» Records supplied

· · ·

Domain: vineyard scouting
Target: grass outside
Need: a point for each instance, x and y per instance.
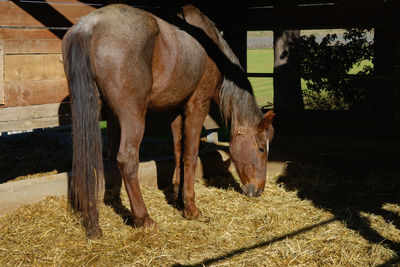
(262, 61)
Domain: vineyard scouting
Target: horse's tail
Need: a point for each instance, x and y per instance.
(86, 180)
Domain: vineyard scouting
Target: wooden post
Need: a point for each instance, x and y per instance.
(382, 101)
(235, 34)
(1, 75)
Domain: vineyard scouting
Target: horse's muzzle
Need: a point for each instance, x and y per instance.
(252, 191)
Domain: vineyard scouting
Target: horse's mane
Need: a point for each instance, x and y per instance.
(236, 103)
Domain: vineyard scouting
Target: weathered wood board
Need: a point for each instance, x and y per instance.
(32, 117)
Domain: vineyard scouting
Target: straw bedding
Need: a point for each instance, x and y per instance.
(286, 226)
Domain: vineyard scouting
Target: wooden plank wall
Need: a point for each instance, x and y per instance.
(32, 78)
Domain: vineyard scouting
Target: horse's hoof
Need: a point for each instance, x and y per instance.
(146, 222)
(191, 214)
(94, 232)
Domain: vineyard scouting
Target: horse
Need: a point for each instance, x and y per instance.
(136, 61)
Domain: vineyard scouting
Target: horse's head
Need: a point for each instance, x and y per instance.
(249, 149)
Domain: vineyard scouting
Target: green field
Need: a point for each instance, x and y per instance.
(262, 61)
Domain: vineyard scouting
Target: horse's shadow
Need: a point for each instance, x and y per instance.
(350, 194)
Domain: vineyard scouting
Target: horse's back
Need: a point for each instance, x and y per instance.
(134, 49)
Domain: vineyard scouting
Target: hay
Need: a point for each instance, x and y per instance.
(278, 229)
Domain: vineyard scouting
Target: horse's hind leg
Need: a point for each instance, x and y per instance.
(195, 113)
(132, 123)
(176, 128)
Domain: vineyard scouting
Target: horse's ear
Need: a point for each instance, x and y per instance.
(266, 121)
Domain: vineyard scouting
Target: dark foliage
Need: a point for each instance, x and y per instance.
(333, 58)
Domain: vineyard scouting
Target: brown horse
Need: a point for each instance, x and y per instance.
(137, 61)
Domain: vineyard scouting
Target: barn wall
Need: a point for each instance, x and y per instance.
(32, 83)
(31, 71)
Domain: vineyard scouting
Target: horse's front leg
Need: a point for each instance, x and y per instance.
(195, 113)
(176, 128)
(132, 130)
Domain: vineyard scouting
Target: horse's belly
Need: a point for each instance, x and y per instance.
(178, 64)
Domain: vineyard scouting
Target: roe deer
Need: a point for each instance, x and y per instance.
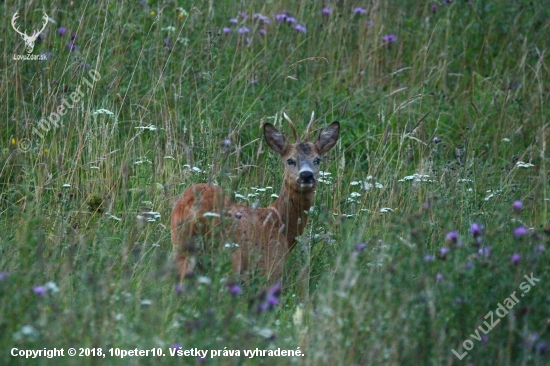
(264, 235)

· · ·

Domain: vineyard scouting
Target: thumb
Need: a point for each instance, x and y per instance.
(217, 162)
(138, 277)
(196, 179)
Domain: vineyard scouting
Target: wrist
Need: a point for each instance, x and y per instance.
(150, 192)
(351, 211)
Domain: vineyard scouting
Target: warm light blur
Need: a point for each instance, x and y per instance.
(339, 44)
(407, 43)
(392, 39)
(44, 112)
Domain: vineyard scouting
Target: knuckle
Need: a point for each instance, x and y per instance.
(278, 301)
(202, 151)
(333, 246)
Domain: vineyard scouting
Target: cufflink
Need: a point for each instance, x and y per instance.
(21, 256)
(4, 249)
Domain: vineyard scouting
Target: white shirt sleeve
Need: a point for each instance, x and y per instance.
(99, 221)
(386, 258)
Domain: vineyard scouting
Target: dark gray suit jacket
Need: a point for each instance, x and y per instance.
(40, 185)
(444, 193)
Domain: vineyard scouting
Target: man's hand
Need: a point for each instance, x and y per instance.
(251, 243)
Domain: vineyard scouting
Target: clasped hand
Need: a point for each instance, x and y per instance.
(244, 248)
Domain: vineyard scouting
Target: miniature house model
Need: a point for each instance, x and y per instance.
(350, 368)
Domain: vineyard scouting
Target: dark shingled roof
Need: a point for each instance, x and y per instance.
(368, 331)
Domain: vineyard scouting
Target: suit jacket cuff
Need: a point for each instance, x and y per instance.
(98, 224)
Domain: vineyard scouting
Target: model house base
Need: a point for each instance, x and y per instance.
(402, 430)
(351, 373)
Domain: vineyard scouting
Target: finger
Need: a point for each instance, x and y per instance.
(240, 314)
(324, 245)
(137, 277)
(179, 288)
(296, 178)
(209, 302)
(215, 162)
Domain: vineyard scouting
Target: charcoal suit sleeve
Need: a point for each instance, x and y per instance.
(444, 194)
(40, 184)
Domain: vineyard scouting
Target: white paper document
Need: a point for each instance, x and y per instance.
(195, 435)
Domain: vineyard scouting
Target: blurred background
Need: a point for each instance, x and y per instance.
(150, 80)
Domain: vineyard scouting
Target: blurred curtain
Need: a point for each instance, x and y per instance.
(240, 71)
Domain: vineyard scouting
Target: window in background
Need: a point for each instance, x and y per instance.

· · ·

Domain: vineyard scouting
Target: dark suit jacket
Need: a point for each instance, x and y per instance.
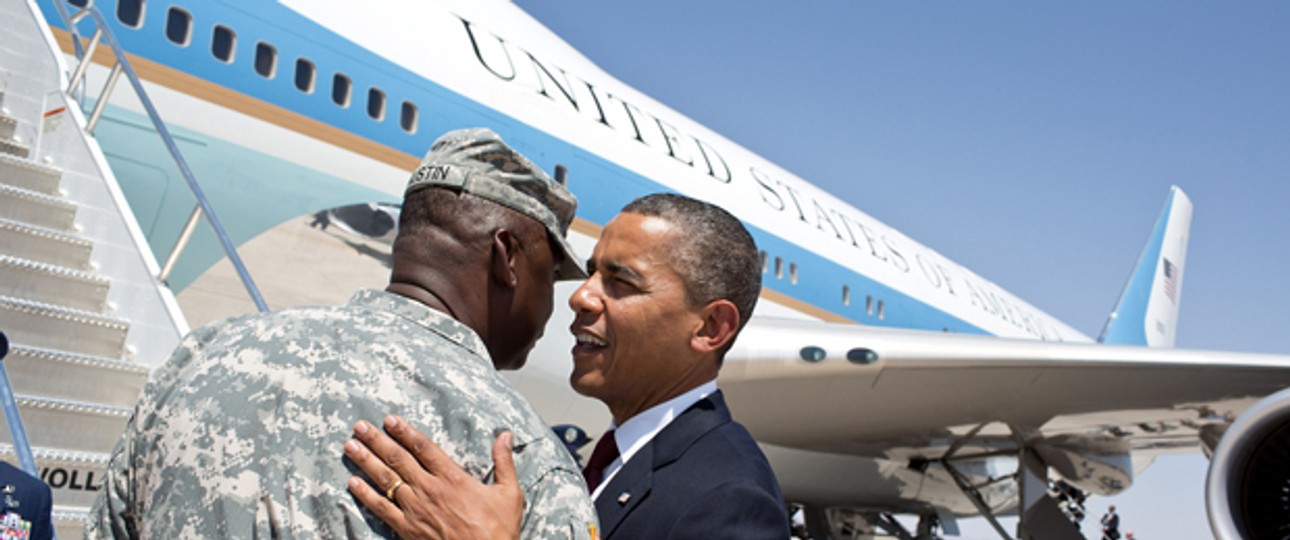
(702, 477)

· · ·

» What this task involves
Locate every line in the rows above that contains the word "suit", and copy each of those lines. Matching is case-sensitive.

» Answer to this exercise
Target: dark gray suit jacket
Target: suit jacket cuff
Target: charcoal suit sleeve
Target: dark suit jacket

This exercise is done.